## Tarefa proposta A
Transcreva fielmente a parte do texto sobre a ONG Auri Verde que vai de "Luta por moradia" até "da Represa Billings.", incluindo esses dois trechos.

## Trecho para leitura
Estes valores chamaram a atenção da polícia. De acordo com as investigações, uma hipótese é que o assassinato tenha sido motivado pelo dinheiro movimentado pela entidade. Passos, no entanto, afirma que sua mãe já teve de tirar dinheiro do próprio bolso para dar andamento aos trabalhos.

A Auri Verde é muito transparente, tem balancetes publicados em seu site. O valor [dos contratos com a prefeitura] é alto, mas, se comparar com o que a organização faz, com 130 funcionários, se fazer todas as contas e vir o que sobra no final do mês, vai ver que a organização ainda precisa colocar dinheiro para fazer girar

Passos afirma que a mãe "sempre foi muito humilde" e "não tinha porque achar que ela era cheia da grana". "Já parei, já pensei. Eu fico mais pensando mesmo na polícia encontrar quem fez, para a gente poder dar um fim, porque para mim está sendo muito doloroso", diz.

Luta por moradia e saneamento básico

Nascida em Taperoá, no sul da Bahia, Vera chegou a São Paulo em 1975. Veio para ser empregada doméstica em uma residência no bairro do Paraíso, na zona sul de São Paulo, após trabalhar em uma casa de Salvador. Quando se mudou para o Jardim Varginha, criou a ONG Auri Verde em 1992 para lutar pela regularização de lotes para a construção de moradia e saneamento básico para a região às margens da Represa Billings.

(Itens listados em um conjunto de dados)
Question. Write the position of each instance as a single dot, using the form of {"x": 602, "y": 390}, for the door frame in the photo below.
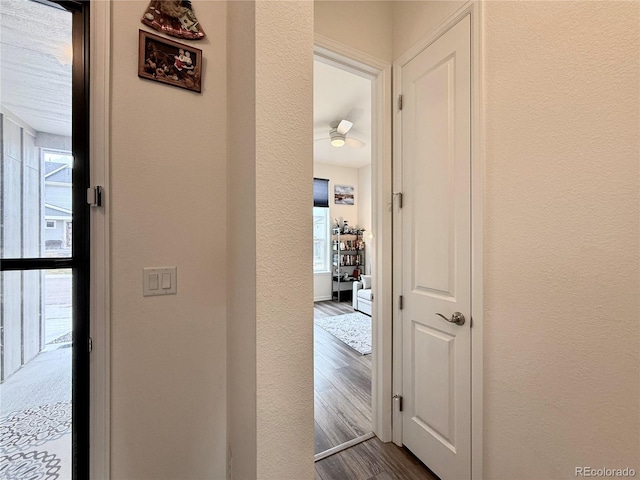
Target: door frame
{"x": 473, "y": 8}
{"x": 99, "y": 256}
{"x": 379, "y": 72}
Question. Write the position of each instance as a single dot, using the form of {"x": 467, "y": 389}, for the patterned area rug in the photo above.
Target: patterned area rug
{"x": 45, "y": 426}
{"x": 354, "y": 329}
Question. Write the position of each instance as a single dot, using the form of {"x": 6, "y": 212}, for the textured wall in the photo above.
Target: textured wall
{"x": 412, "y": 20}
{"x": 284, "y": 321}
{"x": 241, "y": 241}
{"x": 363, "y": 25}
{"x": 561, "y": 238}
{"x": 168, "y": 207}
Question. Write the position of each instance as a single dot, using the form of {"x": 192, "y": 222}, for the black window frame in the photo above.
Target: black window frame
{"x": 80, "y": 252}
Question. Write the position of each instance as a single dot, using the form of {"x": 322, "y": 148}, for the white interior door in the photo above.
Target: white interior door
{"x": 436, "y": 242}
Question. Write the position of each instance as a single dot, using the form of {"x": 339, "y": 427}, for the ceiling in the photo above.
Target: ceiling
{"x": 338, "y": 95}
{"x": 35, "y": 48}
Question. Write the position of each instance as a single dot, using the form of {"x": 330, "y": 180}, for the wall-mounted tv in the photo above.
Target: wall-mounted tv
{"x": 320, "y": 192}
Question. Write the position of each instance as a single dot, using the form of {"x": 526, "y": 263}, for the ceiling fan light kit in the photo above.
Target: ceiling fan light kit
{"x": 337, "y": 139}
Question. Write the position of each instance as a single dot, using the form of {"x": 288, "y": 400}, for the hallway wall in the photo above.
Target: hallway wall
{"x": 561, "y": 229}
{"x": 168, "y": 208}
{"x": 561, "y": 238}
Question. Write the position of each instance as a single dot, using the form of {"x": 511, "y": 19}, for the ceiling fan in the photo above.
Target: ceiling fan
{"x": 338, "y": 134}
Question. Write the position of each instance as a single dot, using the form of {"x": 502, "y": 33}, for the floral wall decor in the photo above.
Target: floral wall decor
{"x": 173, "y": 17}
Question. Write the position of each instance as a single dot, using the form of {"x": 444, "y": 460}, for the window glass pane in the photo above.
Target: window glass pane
{"x": 35, "y": 116}
{"x": 35, "y": 366}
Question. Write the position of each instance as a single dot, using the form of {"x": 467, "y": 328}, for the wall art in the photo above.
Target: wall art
{"x": 169, "y": 62}
{"x": 173, "y": 17}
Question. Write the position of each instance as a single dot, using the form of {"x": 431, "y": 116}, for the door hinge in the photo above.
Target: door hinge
{"x": 94, "y": 196}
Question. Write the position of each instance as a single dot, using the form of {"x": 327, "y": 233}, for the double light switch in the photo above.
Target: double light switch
{"x": 159, "y": 281}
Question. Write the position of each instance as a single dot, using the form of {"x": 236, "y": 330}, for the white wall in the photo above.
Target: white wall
{"x": 561, "y": 238}
{"x": 168, "y": 207}
{"x": 241, "y": 243}
{"x": 413, "y": 19}
{"x": 284, "y": 319}
{"x": 364, "y": 25}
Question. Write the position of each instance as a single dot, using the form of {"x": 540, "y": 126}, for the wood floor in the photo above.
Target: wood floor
{"x": 343, "y": 412}
{"x": 342, "y": 385}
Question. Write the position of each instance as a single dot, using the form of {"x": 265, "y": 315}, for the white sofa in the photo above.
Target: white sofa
{"x": 362, "y": 295}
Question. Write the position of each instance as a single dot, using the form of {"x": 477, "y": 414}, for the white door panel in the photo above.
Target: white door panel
{"x": 436, "y": 268}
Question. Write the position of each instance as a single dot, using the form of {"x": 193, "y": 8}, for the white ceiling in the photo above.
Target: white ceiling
{"x": 35, "y": 67}
{"x": 338, "y": 95}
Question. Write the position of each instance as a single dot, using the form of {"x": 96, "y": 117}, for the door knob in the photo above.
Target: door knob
{"x": 456, "y": 318}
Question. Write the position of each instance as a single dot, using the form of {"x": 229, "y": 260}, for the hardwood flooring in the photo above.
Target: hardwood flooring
{"x": 343, "y": 412}
{"x": 373, "y": 460}
{"x": 342, "y": 385}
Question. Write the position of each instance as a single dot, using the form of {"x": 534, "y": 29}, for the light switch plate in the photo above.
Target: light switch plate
{"x": 159, "y": 281}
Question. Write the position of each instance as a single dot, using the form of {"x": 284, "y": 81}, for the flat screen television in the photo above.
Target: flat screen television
{"x": 320, "y": 192}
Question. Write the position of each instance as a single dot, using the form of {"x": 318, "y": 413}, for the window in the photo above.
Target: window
{"x": 320, "y": 240}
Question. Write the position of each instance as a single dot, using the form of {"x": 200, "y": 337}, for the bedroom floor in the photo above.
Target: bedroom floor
{"x": 342, "y": 388}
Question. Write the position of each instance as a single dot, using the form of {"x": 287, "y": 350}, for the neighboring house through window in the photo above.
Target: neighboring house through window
{"x": 57, "y": 199}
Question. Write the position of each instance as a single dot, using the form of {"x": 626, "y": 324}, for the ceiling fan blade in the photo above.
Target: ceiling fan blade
{"x": 354, "y": 142}
{"x": 344, "y": 126}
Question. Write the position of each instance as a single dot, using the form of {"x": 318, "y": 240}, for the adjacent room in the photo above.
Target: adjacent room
{"x": 342, "y": 259}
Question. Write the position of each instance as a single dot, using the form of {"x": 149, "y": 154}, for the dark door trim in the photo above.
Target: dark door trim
{"x": 79, "y": 260}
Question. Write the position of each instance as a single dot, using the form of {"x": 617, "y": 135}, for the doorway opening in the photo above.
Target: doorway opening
{"x": 44, "y": 240}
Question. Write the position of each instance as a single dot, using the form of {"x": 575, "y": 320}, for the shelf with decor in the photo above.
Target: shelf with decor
{"x": 348, "y": 260}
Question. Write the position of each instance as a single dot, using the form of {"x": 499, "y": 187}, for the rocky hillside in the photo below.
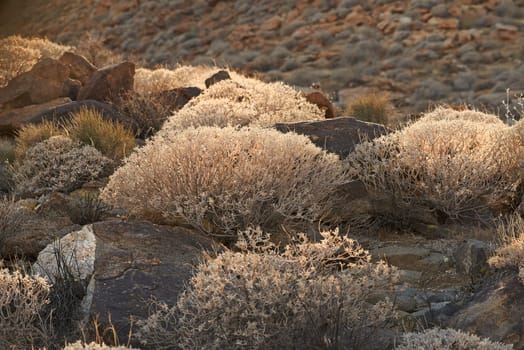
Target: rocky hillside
{"x": 422, "y": 52}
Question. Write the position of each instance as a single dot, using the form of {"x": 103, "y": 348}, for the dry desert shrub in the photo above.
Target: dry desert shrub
{"x": 23, "y": 300}
{"x": 221, "y": 180}
{"x": 457, "y": 168}
{"x": 58, "y": 164}
{"x": 147, "y": 111}
{"x": 94, "y": 346}
{"x": 511, "y": 251}
{"x": 31, "y": 134}
{"x": 448, "y": 339}
{"x": 111, "y": 138}
{"x": 308, "y": 296}
{"x": 443, "y": 113}
{"x": 220, "y": 112}
{"x": 7, "y": 151}
{"x": 11, "y": 217}
{"x": 246, "y": 101}
{"x": 19, "y": 55}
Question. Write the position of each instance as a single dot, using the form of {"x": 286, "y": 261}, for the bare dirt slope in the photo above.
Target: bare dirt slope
{"x": 420, "y": 51}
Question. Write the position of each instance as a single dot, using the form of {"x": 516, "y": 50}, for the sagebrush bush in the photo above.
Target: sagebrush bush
{"x": 371, "y": 108}
{"x": 448, "y": 339}
{"x": 58, "y": 164}
{"x": 31, "y": 134}
{"x": 23, "y": 300}
{"x": 7, "y": 151}
{"x": 19, "y": 55}
{"x": 220, "y": 180}
{"x": 455, "y": 167}
{"x": 147, "y": 110}
{"x": 510, "y": 253}
{"x": 245, "y": 101}
{"x": 111, "y": 138}
{"x": 308, "y": 296}
{"x": 94, "y": 346}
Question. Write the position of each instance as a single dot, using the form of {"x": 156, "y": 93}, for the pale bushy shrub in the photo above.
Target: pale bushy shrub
{"x": 220, "y": 112}
{"x": 94, "y": 346}
{"x": 222, "y": 179}
{"x": 23, "y": 300}
{"x": 456, "y": 167}
{"x": 448, "y": 339}
{"x": 308, "y": 296}
{"x": 511, "y": 251}
{"x": 58, "y": 164}
{"x": 19, "y": 55}
{"x": 264, "y": 103}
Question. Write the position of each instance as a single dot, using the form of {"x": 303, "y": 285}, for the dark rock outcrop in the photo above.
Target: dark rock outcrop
{"x": 108, "y": 83}
{"x": 496, "y": 311}
{"x": 127, "y": 264}
{"x": 337, "y": 135}
{"x": 44, "y": 82}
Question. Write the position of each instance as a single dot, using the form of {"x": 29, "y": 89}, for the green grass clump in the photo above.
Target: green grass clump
{"x": 111, "y": 138}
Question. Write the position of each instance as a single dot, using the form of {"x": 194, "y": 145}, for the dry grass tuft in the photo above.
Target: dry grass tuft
{"x": 23, "y": 300}
{"x": 112, "y": 139}
{"x": 31, "y": 134}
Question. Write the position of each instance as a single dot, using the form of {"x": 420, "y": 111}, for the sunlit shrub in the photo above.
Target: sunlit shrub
{"x": 309, "y": 296}
{"x": 222, "y": 179}
{"x": 456, "y": 167}
{"x": 58, "y": 164}
{"x": 448, "y": 339}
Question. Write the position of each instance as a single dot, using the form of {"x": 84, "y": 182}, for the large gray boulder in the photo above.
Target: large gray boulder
{"x": 44, "y": 82}
{"x": 108, "y": 83}
{"x": 126, "y": 264}
{"x": 496, "y": 311}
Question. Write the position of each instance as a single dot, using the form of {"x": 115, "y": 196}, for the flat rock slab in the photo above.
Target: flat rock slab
{"x": 496, "y": 311}
{"x": 336, "y": 135}
{"x": 137, "y": 261}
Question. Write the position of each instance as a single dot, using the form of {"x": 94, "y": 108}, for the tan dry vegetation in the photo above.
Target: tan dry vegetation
{"x": 243, "y": 102}
{"x": 23, "y": 299}
{"x": 448, "y": 339}
{"x": 221, "y": 180}
{"x": 58, "y": 164}
{"x": 458, "y": 167}
{"x": 111, "y": 138}
{"x": 311, "y": 295}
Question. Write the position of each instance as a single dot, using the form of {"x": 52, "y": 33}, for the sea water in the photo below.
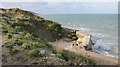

## Tarefa proposta B
Encontre nas entradas todas as linhas que contêm a palavra "light" e copie cada uma delas. Maiúsculas e minúsculas devem ser levadas em conta.

## Resposta completa A
Luta por moradia e saneamento básico

Nascida em Taperoá, no sul da Bahia, Vera chegou a São Paulo em 1975. Veio para ser empregada doméstica em uma residência no bairro do Paraíso, na zona sul de São Paulo, após trabalhar em uma casa de Salvador. Quando se mudou para o Jardim Varginha, criou a ONG Auri Verde em 1992 para lutar pela regularização de lotes para a construção de moradia e saneamento básico para a região às margens da Represa Billings.

## Resposta completa B
Question. Write the position of each instance as a single dot, using the form of {"x": 526, "y": 263}, for the ceiling fan light kit in the photo above.
Target: ceiling fan light kit
Question. Write the position of each instance as a single dot, using the form of {"x": 327, "y": 233}, for the double light switch in the photo above.
Target: double light switch
Question. Write the position of each instance as a single dot, using the form of {"x": 534, "y": 29}, for the light switch plate in the photo above.
Target: light switch plate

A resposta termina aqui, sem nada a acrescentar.